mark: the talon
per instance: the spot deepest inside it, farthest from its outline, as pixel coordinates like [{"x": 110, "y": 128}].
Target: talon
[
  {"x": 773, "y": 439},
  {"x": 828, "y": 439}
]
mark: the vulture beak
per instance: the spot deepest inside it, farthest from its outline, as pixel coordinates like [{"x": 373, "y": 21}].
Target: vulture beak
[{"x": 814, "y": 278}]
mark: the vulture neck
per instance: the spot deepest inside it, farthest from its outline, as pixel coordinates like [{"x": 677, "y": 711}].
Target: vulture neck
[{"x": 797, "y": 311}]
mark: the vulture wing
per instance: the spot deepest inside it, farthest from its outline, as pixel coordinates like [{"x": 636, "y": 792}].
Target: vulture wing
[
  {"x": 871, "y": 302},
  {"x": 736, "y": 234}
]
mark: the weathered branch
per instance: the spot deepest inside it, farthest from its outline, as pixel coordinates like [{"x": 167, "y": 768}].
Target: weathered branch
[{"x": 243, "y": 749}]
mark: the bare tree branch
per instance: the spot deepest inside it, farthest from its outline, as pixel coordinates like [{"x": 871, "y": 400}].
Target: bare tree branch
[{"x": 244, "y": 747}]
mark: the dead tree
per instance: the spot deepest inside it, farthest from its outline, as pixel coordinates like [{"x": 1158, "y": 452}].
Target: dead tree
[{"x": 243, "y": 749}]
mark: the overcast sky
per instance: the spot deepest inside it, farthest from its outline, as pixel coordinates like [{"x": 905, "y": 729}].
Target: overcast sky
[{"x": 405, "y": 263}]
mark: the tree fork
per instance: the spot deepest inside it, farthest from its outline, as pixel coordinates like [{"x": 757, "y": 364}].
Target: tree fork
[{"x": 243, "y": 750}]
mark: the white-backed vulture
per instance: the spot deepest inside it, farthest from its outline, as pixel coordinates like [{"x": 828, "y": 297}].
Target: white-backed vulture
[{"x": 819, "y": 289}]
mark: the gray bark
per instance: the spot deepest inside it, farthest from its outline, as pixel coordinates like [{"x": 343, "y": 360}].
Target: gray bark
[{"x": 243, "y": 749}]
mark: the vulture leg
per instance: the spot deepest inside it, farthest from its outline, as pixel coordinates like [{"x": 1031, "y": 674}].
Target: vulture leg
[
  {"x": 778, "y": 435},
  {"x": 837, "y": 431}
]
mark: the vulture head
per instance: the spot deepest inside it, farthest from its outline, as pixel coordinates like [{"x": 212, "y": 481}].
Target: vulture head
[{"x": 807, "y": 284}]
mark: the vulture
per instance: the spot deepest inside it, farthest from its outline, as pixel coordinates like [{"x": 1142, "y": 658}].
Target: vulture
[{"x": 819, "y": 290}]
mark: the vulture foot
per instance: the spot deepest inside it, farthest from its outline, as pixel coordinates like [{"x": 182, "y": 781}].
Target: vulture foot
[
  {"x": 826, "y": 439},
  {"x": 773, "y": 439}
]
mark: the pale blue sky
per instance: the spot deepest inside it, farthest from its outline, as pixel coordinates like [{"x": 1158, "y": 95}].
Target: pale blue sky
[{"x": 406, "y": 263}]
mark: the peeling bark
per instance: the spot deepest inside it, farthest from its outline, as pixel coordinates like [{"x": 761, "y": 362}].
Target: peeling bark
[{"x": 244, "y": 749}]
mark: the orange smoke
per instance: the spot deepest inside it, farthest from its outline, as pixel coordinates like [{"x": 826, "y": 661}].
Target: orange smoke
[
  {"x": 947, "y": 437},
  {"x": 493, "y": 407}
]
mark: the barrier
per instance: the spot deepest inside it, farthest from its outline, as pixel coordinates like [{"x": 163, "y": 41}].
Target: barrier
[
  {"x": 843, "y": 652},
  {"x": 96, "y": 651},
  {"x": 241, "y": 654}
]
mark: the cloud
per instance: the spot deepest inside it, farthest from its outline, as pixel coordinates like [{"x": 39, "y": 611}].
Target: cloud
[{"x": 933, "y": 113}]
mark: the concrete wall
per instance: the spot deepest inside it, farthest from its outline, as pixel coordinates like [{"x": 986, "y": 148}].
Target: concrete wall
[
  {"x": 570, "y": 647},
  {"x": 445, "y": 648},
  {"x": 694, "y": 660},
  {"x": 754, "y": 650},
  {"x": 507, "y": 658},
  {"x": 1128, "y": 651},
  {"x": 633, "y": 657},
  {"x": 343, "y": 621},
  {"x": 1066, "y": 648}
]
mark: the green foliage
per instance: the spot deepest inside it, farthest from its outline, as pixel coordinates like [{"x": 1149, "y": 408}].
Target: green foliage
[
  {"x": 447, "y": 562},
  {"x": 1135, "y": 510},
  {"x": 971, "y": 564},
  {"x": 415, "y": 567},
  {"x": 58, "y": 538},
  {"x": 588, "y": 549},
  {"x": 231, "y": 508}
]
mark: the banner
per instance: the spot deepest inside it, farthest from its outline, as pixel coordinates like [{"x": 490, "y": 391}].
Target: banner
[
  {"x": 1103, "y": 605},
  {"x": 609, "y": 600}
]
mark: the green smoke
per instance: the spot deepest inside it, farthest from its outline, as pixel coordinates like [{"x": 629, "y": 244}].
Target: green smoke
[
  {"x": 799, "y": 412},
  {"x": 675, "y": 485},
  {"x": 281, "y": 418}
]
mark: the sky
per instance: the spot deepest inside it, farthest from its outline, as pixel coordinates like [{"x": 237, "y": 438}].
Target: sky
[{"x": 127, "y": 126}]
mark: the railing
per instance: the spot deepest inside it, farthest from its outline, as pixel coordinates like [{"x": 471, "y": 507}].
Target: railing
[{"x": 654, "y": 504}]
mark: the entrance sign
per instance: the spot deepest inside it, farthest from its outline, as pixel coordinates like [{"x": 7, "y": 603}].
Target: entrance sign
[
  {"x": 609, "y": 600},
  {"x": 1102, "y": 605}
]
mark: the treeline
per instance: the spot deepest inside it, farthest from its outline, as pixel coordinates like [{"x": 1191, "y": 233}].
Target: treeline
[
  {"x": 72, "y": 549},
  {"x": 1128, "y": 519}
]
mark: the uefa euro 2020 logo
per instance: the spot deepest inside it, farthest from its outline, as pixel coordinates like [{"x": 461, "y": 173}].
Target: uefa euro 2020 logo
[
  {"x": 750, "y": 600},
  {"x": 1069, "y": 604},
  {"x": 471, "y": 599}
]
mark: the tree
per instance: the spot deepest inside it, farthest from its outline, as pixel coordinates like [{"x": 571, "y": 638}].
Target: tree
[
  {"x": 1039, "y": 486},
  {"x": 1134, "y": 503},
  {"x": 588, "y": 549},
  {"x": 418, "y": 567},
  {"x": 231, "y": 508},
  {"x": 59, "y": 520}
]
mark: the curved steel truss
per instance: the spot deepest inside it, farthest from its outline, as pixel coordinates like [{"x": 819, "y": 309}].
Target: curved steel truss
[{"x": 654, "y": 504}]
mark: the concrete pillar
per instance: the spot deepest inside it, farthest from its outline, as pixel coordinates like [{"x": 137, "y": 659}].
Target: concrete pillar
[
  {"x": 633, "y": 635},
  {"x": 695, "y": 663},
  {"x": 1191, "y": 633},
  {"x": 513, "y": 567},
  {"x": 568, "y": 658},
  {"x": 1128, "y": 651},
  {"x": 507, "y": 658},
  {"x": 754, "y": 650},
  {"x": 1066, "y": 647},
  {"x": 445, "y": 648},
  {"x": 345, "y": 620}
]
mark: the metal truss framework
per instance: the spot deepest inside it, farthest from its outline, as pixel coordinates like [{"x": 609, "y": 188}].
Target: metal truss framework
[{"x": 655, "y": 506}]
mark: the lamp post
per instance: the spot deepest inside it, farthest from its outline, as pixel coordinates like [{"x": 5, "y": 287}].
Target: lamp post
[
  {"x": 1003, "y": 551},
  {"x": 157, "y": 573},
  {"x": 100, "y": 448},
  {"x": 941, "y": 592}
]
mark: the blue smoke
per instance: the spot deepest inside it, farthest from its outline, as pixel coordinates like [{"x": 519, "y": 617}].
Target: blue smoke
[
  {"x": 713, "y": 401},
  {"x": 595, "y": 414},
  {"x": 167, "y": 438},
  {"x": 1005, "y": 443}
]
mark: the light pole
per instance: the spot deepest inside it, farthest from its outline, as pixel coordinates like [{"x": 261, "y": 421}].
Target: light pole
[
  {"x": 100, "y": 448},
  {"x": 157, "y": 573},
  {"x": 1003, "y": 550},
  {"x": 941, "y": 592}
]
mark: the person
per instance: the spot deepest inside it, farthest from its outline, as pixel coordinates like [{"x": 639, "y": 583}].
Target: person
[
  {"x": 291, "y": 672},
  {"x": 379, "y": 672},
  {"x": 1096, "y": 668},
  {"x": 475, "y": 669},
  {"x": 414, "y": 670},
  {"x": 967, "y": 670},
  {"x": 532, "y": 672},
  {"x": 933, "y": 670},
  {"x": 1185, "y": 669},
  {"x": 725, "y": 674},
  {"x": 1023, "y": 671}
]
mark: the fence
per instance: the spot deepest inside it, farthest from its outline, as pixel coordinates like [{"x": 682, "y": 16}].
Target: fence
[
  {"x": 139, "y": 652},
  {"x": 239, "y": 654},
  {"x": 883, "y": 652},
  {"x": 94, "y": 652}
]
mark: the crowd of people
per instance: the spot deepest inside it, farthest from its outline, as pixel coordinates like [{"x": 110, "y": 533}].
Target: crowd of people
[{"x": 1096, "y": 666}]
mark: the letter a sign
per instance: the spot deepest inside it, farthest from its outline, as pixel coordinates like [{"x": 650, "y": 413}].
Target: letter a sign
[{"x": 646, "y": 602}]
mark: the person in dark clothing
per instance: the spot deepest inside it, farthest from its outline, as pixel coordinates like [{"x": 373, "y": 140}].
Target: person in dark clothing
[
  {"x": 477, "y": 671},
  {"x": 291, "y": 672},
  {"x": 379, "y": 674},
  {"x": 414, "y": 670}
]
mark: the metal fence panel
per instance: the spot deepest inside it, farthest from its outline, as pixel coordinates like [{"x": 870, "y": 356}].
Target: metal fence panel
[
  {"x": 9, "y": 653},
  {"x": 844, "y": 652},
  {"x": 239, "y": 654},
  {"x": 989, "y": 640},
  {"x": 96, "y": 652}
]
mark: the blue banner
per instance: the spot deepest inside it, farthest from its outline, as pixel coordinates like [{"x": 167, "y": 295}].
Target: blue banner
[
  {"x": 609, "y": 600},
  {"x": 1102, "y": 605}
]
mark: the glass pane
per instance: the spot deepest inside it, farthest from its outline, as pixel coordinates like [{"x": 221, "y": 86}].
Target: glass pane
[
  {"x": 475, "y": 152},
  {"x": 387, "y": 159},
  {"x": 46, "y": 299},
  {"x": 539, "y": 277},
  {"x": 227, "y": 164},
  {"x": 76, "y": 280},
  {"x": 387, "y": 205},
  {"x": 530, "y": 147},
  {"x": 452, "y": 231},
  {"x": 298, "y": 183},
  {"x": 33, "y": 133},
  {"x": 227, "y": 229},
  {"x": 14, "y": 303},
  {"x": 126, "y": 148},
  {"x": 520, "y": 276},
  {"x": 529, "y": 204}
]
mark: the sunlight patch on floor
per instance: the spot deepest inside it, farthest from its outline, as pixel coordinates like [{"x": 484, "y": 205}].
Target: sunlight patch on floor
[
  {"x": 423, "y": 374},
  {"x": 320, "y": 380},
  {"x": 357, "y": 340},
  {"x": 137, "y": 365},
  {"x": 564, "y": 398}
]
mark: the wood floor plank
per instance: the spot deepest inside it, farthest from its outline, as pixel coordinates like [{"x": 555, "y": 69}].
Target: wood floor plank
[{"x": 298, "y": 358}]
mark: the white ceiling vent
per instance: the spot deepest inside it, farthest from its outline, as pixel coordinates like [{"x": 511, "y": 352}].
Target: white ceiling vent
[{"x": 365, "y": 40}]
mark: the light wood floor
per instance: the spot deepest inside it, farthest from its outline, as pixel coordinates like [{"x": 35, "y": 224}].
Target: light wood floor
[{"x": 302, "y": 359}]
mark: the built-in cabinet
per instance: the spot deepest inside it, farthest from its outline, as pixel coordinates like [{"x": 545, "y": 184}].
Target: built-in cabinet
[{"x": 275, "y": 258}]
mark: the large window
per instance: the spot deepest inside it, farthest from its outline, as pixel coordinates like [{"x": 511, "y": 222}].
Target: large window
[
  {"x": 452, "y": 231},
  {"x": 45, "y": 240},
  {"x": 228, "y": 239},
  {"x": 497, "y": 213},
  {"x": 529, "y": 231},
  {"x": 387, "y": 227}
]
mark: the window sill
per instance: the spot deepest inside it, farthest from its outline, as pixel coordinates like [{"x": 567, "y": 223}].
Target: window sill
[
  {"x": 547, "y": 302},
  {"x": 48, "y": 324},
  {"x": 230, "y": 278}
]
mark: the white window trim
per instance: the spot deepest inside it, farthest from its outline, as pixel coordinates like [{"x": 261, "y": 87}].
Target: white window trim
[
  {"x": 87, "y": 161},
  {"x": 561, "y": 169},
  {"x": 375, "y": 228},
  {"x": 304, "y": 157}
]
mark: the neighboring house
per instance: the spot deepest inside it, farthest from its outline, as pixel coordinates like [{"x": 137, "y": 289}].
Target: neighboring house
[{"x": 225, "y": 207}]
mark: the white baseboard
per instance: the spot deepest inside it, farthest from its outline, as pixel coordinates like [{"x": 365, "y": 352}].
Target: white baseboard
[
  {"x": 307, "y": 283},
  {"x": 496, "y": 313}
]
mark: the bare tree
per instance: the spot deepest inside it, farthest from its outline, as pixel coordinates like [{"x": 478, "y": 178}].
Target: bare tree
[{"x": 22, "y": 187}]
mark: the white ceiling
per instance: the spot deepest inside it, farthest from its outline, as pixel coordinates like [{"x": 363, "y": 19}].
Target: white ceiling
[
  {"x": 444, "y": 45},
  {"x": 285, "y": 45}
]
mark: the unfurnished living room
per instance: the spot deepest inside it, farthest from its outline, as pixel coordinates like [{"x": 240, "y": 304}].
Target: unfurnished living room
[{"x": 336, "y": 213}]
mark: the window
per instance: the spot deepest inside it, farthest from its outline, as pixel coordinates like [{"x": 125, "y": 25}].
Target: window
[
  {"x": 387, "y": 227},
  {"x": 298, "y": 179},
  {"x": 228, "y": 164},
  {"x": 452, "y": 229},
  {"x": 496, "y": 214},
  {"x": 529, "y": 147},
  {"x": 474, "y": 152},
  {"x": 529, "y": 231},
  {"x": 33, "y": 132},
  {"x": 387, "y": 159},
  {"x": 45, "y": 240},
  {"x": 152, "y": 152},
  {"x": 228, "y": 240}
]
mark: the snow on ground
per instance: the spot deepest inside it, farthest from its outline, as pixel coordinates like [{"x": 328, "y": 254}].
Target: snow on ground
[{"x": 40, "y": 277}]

==========

Exercise →
Give back, exactly as written, the lines from the one with "mark: the window sill" to the last line.

Written response →
mark: the window sill
per instance: the spot deepest inside it, farthest from its outline, as pixel coordinates like [{"x": 567, "y": 223}].
Target: window sill
[
  {"x": 547, "y": 302},
  {"x": 48, "y": 324},
  {"x": 230, "y": 278}
]
mark: the white window trim
per instance: the spot deepest inside it, farthest from its outline, as pixel coordinates like [{"x": 261, "y": 87}].
Target: white window trim
[
  {"x": 87, "y": 161},
  {"x": 561, "y": 169},
  {"x": 375, "y": 228},
  {"x": 304, "y": 157}
]
mark: the neighboring house
per instance: the spot deepest inside it, farthest from its outline, as pixel coordinates like [{"x": 137, "y": 289}].
Target: neighboring house
[{"x": 225, "y": 207}]
mark: the white baseboard
per instance: the spot deepest inside it, farthest from its outline, as pixel coordinates like [{"x": 365, "y": 352}].
Target: white baseboard
[
  {"x": 307, "y": 283},
  {"x": 496, "y": 313}
]
mark: the bare tree
per instance: the spot deepest inside it, farthest from its outline, as pixel coordinates like [{"x": 478, "y": 178}].
Target: bare tree
[{"x": 22, "y": 187}]
mark: the white ceiling
per instance: the spot deepest inside it, farthest from its outline, as pixel coordinates like [{"x": 363, "y": 19}].
Target: white ceiling
[
  {"x": 444, "y": 45},
  {"x": 285, "y": 45}
]
mark: the unfurnished living room
per instance: the spot deepest inside it, farthest from its outline, as pixel coordinates like [{"x": 240, "y": 304}].
Target: unfurnished living room
[{"x": 336, "y": 213}]
mark: the window
per instance: the spot deepest inside it, farthest from its outline, as pixel coordinates like [{"x": 125, "y": 25}].
Target: window
[
  {"x": 387, "y": 227},
  {"x": 298, "y": 179},
  {"x": 228, "y": 164},
  {"x": 452, "y": 229},
  {"x": 496, "y": 214},
  {"x": 529, "y": 147},
  {"x": 474, "y": 152},
  {"x": 529, "y": 231},
  {"x": 33, "y": 132},
  {"x": 387, "y": 159},
  {"x": 45, "y": 240},
  {"x": 152, "y": 152},
  {"x": 228, "y": 240}
]
mark: the snow on ground
per instance: the spot deepest inside it, farthest from its outline, as pixel coordinates like [{"x": 328, "y": 254}].
Target: snow on ground
[{"x": 40, "y": 277}]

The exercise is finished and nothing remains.